==== Verilen Alıntı

Evet, Sipa’nın foto muhabiriydim ve filmlerimi paketleyip Paris’e gönderiyordum. Havaalanına gider ve Paris’e gidecek yolcuları arardık. Birini bulduğumuzda, “Fotoğrafçıyım ve bunlar filmlerim. Bu paketi Paris’e götürmeniz mümkün olur mu? Biri onu almak için havaalanına gelecek.” derdik ve herkes bunu yapmaya istekli olurdu. Aynı şeyi günümüzde yaptığınızı hayal edin… Bu imkansız olurdu. İslam Cumhuriyeti ilan edildiği sıralarda binlerce gazete ve derginin İran’daki tek muhabiri olmuştum. Hükumet peşime düşmüştü. İmzamı Reza diye atmamın sebebi de bu. Reza İran’daki en yaygın isim. 

Ama yine de kaçmanız gerekti…

Hükümetin beni tutuklayıp öldürmek istediğini öğrendim. 1981’de önce New York’a gittim. Ancak ben Paris’te olmak istiyordum çünkü Paris’in kültürü Asya’ya New York’un kültüründen daha yakındı. Böylece Paris’e döndüm ve oradan çalışmaya başladım. 

Yaptığınız iş, bir iyilik hareketine de dönüşüyor. Fotoğraflarınız nedeniyle bir hastane yapılmıştı… 

Evet, bu bahsettiğiniz olay Lübnan’ın kuzeyinde Tripoli’de oldu. Esed, Arafat’ı bombalıyordu ve bombalardan biri bir eve isabet etmişti. İçeride biri beş, biri sekiz yaşında iki erkek kardeş yaralanmıştı. Ambulans gelip onları sedyeyle taşırlarken ben de fotoğraf çekiyordum. Ancak o kadar çok ağlıyordum ki ne tür fotoğraflar çektiğimin farkında değildim. Filmleri Sipa’ya gönderdim ve onlar da dağıttılar. Yalnızca üç hafta sonra Norveçliler bölgeye gelip büyük bir hastane kurdular. 

Bir fotoğraf çektiğinizde doğru ânı yakaladığınızdan nasıl emin olabiliyorsunuz?

Doğru kompozisyonu yakalayacağınızı gören beyniniz oluyor ancak fotoğraf çekmeye başladığınız anda kalbiniz harekete geçiyor. O fotoğrafın iyi olacağını ve bir hikâyesi olacağını hissediyorsunuz.

========
==== Ham Veriler

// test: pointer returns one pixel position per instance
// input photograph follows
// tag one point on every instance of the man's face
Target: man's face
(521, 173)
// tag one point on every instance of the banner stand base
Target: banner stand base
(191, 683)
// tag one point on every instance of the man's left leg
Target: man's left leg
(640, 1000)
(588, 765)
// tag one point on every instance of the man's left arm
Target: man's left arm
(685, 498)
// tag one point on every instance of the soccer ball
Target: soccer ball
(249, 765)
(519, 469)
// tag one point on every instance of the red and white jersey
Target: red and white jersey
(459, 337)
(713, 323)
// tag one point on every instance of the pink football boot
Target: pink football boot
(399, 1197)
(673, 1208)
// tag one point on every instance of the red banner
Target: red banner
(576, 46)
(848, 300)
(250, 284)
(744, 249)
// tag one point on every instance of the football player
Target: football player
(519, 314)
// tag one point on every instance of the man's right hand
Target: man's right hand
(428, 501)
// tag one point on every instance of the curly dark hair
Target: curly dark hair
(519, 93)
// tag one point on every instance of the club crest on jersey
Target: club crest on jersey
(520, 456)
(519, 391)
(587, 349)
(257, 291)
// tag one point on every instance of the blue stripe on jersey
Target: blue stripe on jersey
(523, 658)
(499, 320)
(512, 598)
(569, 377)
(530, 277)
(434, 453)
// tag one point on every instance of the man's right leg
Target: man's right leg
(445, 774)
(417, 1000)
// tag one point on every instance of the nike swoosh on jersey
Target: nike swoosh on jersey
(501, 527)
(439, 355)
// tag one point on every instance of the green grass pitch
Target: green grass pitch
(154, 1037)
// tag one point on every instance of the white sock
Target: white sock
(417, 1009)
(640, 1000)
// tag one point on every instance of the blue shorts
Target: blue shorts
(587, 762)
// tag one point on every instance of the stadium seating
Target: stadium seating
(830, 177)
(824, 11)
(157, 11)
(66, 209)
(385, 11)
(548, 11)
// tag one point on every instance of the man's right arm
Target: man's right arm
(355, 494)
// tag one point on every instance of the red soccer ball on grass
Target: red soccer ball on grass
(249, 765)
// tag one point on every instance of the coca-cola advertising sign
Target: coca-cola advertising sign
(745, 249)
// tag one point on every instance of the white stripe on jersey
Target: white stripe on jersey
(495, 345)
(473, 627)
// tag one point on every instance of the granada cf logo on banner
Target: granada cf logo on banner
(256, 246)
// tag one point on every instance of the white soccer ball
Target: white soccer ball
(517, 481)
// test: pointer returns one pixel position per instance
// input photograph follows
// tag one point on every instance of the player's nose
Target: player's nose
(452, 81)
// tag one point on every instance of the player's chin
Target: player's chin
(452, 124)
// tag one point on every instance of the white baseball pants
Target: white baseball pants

========

Alıştırma Yönergeleri –
[1] Söyleşide "Evet, Sipa’nın foto" ifadesiyle başlayıp "en yaygın isim." ifadesiyle biten bölümü hiçbir değişiklik yapmadan yineleyin.
[2] Aşağıdaki soruları söyleşiye dayanarak yanıtlayın:
(a) 1981'de ilk olarak hangi şehre gidilmiştir?
(b) Tripoli'de yaralanan iki erkek kardeş kaç yaşındaydı?
(c) Norveçliler bölgeye gelip büyük bir hastaneyi ne kadar süre sonra kurmuştur?
[3] Aşağıdaki ifadelerin söyleşiyle uyuşup uyuşmadığını belirtin. Her biri için "Evet" ya da "Hayır" yazın ve kararı belirleyen sözleri söyleşiden alıntılayın:
(a) İmzada kullanılan Reza adı, İran'daki en yaygın isimdir.
(b) Paris'in kültürü Asya'ya New York'un kültüründen daha uzaktır.
(c) Filmler Sipa'ya gönderilmiş ve Sipa onları dağıtmıştır.

Görevlere Göre Çözümler –
[1]
Evet, Sipa’nın foto muhabiriydim ve filmlerimi paketleyip Paris’e gönderiyordum. Havaalanına gider ve Paris’e gidecek yolcuları arardık. Birini bulduğumuzda, “Fotoğrafçıyım ve bunlar filmlerim. Bu paketi Paris’e götürmeniz mümkün olur mu? Biri onu almak için havaalanına gelecek.” derdik ve herkes bunu yapmaya istekli olurdu. Aynı şeyi günümüzde yaptığınızı hayal edin… Bu imkansız olurdu. İslam Cumhuriyeti ilan edildiği sıralarda binlerce gazete ve derginin İran’daki tek muhabiri olmuştum. Hükumet peşime düşmüştü. İmzamı Reza diye atmamın sebebi de bu. Reza İran’daki en yaygın isim.

[2]
(a) New York'a.
(b) Biri beş, diğeri sekiz yaşındaydı.
(c) Yalnızca üç hafta sonra.

[3]
(a) Evet: "Reza İran’daki en yaygın isim."
(b) Hayır: "Paris’in kültürü Asya’ya New York’un kültüründen daha yakındı."
(c) Evet: "Filmleri Sipa’ya gönderdim ve onlar da dağıttılar."